Excerpt to read |
•••••

He said substandard steel endangers the lives of people, particularly those living and working in high-rise buildings that might collapse when a high-intensity earthquake hits the country.

The measure was filed after it was reported that the continuous smuggling and proliferation of substandard steel products resulted from the collusion between large steelmakers and officials of the DTI and Bureau of Customs.

Fortun said the House will work on the passage of a law seeking stricter regulation on the importation, inspection and testing of steel products as well as other construction materials.

Davao City Rep. Isidro Ungab, who chairs the House committee on appropriations, warned unscrupulous contractors and homebuilders that they can be “held accountable and dealt with accordingly, after due investigation.”

The Consumers Union of the Philippines, the Alyansa ng mga Gurpong Haligi ng Agham at Teknolohiya para sa Mamamayan (AGHAM party-list), the Philippine Iron and Steel Institute and the Association of Structural Engineers of the Philippines all sounded the alarm on the proliferation of substandard construction materials, “posing grave threats on the lives and properties of Filipinos and muddling the integrity of the government’s ‘Build, Build, Build’ program.”

Assistant Customs Commissioner Philip Vincent Maronilla earlier said four to five steel companies were being audited by the BOC, including Steel Asia, one of the country’s biggest steel firms.

He said the initial findings will be submitted to the Department of Finance and to the Bureau of Internal Revenue.

Fortun earlier said the situation is the offshoot of smuggling of steel products “with misdeclared grades, length, sizes and weights as well as replacement by local steel manufacturers if micro-alloyed (MA) steel bars with quenched-tempered (QT) steel bars without the full knowledge of the design engineering community as well as the end-users.”

The lawmaker is concerned that some steelmakers are labeling their re-bars or reinforcing bars as grade 60 in strength when they are only grade 40, which is the minimum requirement for reinforcing bars to be used in high-rise buildings and other major infrastructures.

Just last April, a supermarket building in Porac, Pampanga collapsed when a magnitude 6.1 quake rocked Luzon.

•••••

Stored data |

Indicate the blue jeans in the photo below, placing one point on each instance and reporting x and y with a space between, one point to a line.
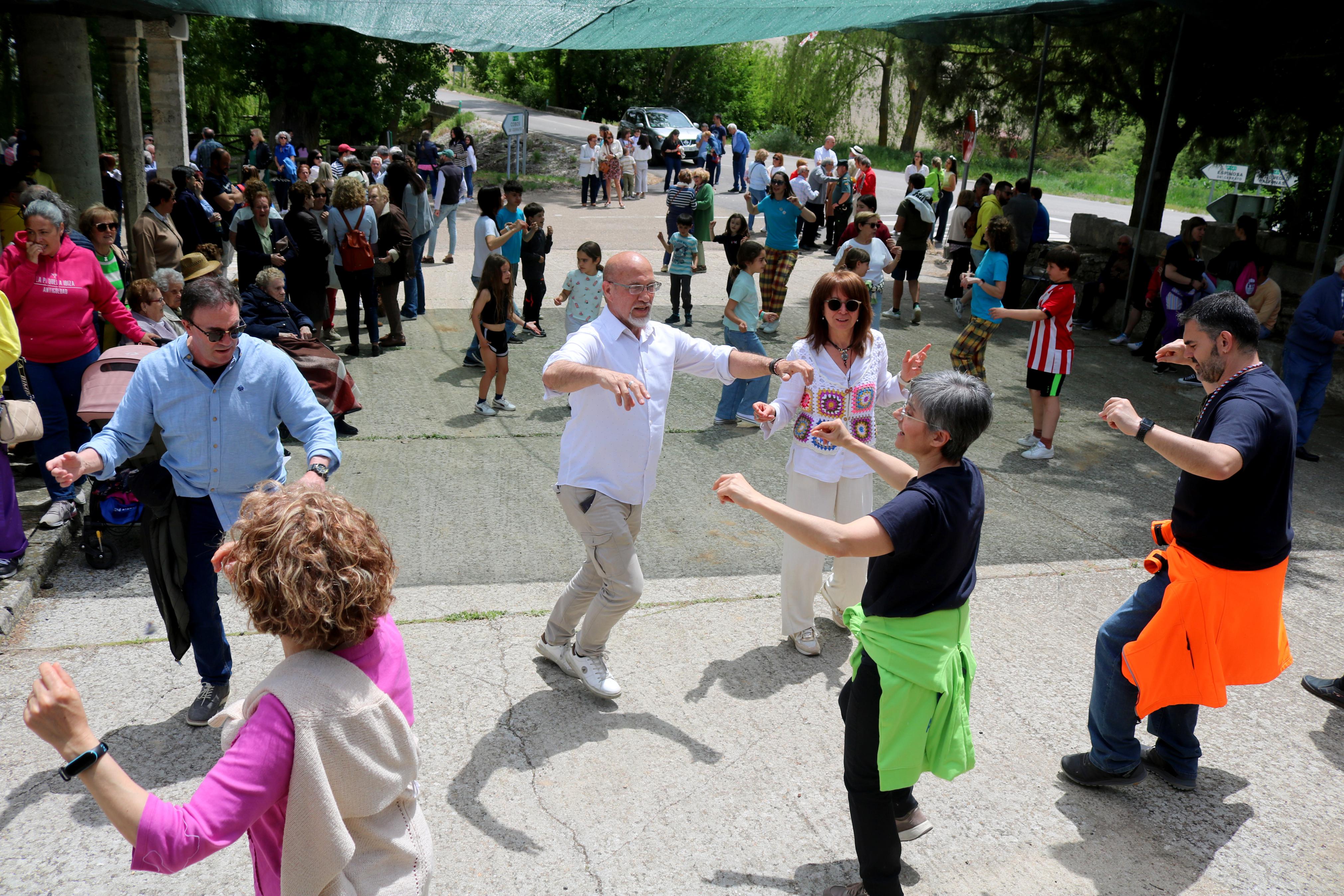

•••••

Task set |
- a) In the excerpt on substandard steel, who chairs the House committee on appropriations?
- b) Rewrite the excerpt on substandard steel from "The Consumers Union" up to and including "biggest steel firms.", putting "investigated" in place of "audited".
- c) Name every organization that the excerpt on substandard steel says sounded the alarm on the proliferation of substandard construction materials.

Solutions by task |
- a) Davao City Rep. Isidro Ungab

- b)
The Consumers Union of the Philippines, the Alyansa ng mga Gurpong Haligi ng Agham at Teknolohiya para sa Mamamayan (AGHAM party-list), the Philippine Iron and Steel Institute and the Association of Structural Engineers of the Philippines all sounded the alarm on the proliferation of substandard construction materials, “posing grave threats on the lives and properties of Filipinos and muddling the integrity of the government’s ‘Build, Build, Build’ program.”

Assistant Customs Commissioner Philip Vincent Maronilla earlier said four to five steel companies were being investigated by the BOC, including Steel Asia, one of the country’s biggest steel firms.

- c)
- The Consumers Union of the Philippines
- The Alyansa ng mga Gurpong Haligi ng Agham at Teknolohiya para sa Mamamayan (AGHAM party-list)
- The Philippine Iron and Steel Institute
- The Association of Structural Engineers of the Philippines